| Task 1 |
Reproduce the arbitration passage from "Craigie first argues" up to and including "of the panel.".
| Task 2 |
List every distinct two-word phrase in the arbitration passage that begins with the word "arbitration," counting each phrase once even if it repeats.

| Document passage |
* Begin *

Craigie first argues that the arbitration panel erred in not allowing material evidence to be introduced by Craigie. Specifically, Craigie sought to present evidence of respondent Legg Mason’s legal positions and arguments in other arbitration proceedings, as well as arbitration decisions in other cases not involving Legg Mason. Craigie argues that evidence of Legg Mason’s positions and arguments in other cases would have shown the arbitrators that it, Legg Mason, did not really believe in the positions and arguments it was setting forth here. In addition, evidence of other arbitration proceedings would, according to Craigie, establish the custom in the industry regarding raiding. The arbitration panel rejected these arguments and refused to allow the evidence tendered. The court agrees with the action of the panel.

* End *

| Data rows |
* Begin *

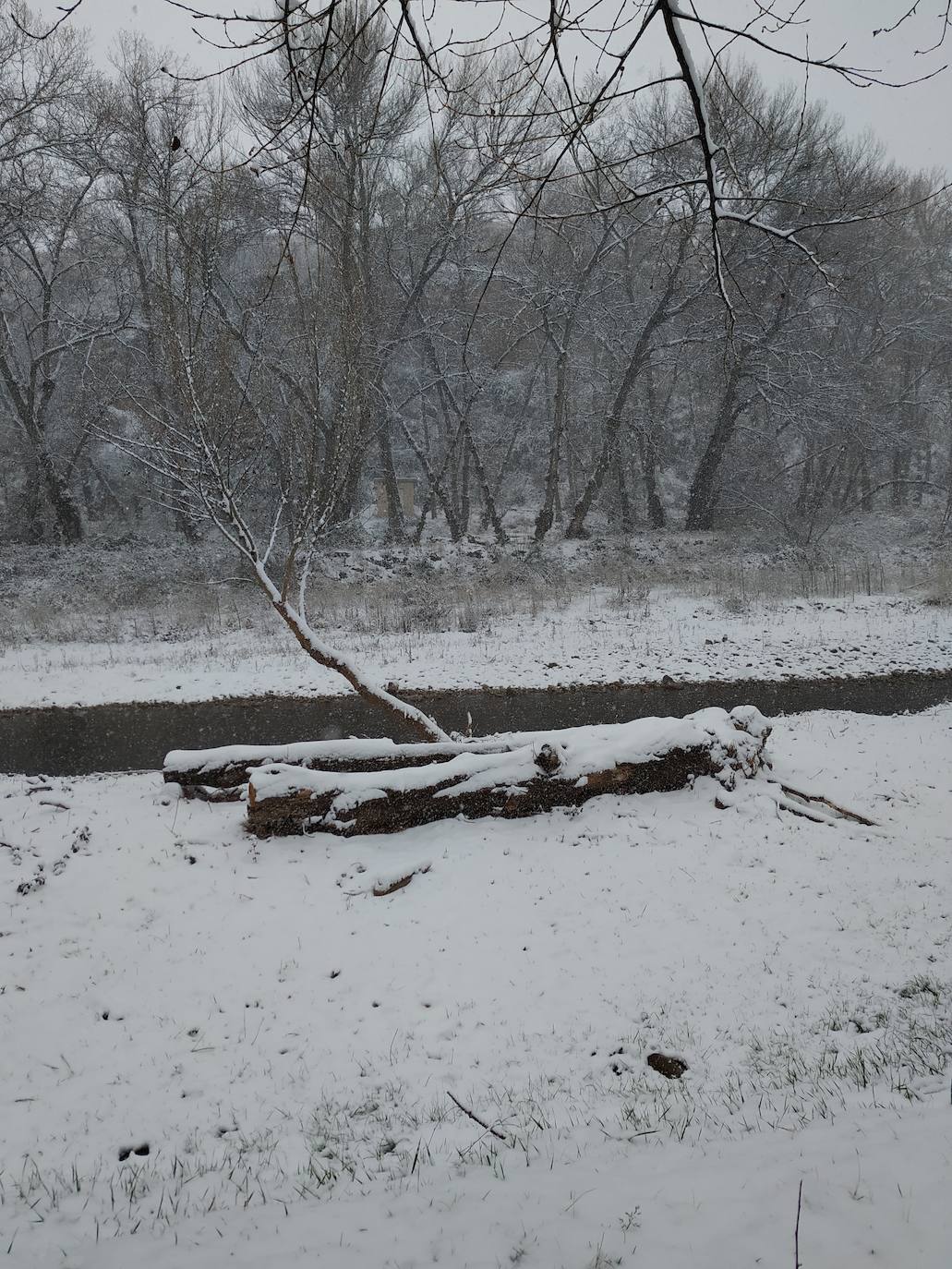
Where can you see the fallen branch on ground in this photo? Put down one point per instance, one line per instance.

* End *
* Begin *

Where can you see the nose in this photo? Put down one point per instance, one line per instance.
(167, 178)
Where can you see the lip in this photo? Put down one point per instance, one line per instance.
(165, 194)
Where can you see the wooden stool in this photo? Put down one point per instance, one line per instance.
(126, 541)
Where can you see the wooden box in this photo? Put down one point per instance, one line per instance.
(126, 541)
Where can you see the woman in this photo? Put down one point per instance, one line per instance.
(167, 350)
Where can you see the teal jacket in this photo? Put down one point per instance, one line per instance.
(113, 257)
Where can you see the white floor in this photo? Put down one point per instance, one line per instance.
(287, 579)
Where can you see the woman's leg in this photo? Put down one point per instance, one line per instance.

* End *
* Begin *

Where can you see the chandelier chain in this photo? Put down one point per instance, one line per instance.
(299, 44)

* End *

| Correct answer 1 |
Craigie first argues that the arbitration panel erred in not allowing material evidence to be introduced by Craigie. Specifically, Craigie sought to present evidence of respondent Legg Mason’s legal positions and arguments in other arbitration proceedings, as well as arbitration decisions in other cases not involving Legg Mason. Craigie argues that evidence of Legg Mason’s positions and arguments in other cases would have shown the arbitrators that it, Legg Mason, did not really believe in the positions and arguments it was setting forth here. In addition, evidence of other arbitration proceedings would, according to Craigie, establish the custom in the industry regarding raiding. The arbitration panel rejected these arguments and refused to allow the evidence tendered. The court agrees with the action of the panel.

| Correct answer 2 |
arbitration panel
arbitration proceedings
arbitration decisions